### [Exercise objective]
Exactly reproduce the lines that follow.

(Point labeling dataset excerpts)
▼▼▼
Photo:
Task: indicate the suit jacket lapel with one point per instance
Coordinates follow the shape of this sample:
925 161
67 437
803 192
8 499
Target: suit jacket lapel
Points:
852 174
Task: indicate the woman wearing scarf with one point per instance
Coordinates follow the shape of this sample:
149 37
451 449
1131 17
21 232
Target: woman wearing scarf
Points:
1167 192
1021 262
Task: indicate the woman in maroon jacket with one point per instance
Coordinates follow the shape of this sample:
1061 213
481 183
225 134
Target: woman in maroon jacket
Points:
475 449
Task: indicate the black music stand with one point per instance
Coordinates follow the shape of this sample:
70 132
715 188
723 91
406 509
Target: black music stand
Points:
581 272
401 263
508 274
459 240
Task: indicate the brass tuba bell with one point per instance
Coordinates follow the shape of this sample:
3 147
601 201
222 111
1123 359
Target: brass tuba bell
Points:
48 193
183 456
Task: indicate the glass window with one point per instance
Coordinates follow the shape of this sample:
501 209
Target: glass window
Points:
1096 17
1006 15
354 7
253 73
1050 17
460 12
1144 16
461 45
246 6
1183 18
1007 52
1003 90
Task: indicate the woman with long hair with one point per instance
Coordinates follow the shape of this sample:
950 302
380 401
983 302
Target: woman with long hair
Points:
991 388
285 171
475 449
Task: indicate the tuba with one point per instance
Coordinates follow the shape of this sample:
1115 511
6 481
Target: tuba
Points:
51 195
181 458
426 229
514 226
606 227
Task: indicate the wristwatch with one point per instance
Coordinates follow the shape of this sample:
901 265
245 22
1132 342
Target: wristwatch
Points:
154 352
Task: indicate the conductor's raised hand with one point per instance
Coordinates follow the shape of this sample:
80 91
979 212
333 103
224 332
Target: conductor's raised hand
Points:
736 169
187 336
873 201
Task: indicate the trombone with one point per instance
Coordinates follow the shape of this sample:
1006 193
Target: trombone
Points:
▲▲▲
### [Solution to the exercise]
Photo:
Task: indicate the suit jacket lapel with one point per instance
Coordinates follow the shape of this sample:
925 161
67 437
803 192
8 499
Target: suit jacket lapel
Points:
852 174
Task: indicate the woman wearing scarf with one point per instance
Coordinates follow the shape of this sample:
149 37
451 449
1131 17
21 232
Target: woman wearing scarf
Points:
1167 192
1021 262
Task: indicate the woman in maroon jacket with one point per instance
Coordinates follow the shape of this sample:
1061 213
481 183
225 134
Target: woman in maroon jacket
Points:
475 449
Task: indicate the black music stand with one point per instance
Coordinates follow the shape of this sample:
70 132
715 188
723 91
406 509
Target: black music stand
Points:
581 272
401 263
508 274
459 240
Task: indicate the brass tuba bell with one point per instance
Coordinates follow the shape of this sample:
3 147
601 201
222 111
1123 359
Target: brass tuba bell
Points:
48 193
183 456
Task: indicate the glass window with one point per instance
Coordinates follow the shape of this sample:
501 209
Target: glass window
Points:
1096 17
1006 15
354 7
253 73
1050 17
460 12
1144 16
461 45
246 6
1183 18
1007 52
1003 90
Task: indicate the woman with long hair with one point per instance
Coordinates follow the shape of this sample:
950 302
380 401
983 302
Target: woman with long hair
Points:
991 388
285 171
475 449
Task: indicate the tuba with one point per instance
Coordinates follow the shape of this sample:
1115 511
6 481
Target: tuba
Points:
51 195
181 458
426 229
514 226
606 227
Task: indicate the wristwatch with one point per instance
Coordinates follow the shape of this sample:
901 265
245 22
1132 342
Target: wristwatch
Points:
154 352
Task: indicate the conductor's raised hand with one point per instance
Coordinates follow the shape of this sample:
80 91
979 212
333 103
224 332
Target: conductor's raised hand
Points:
736 169
187 336
873 201
Task: indicate the trombone with one point per instance
Coordinates follow the shape of this sample:
1006 193
Target: trombone
Points:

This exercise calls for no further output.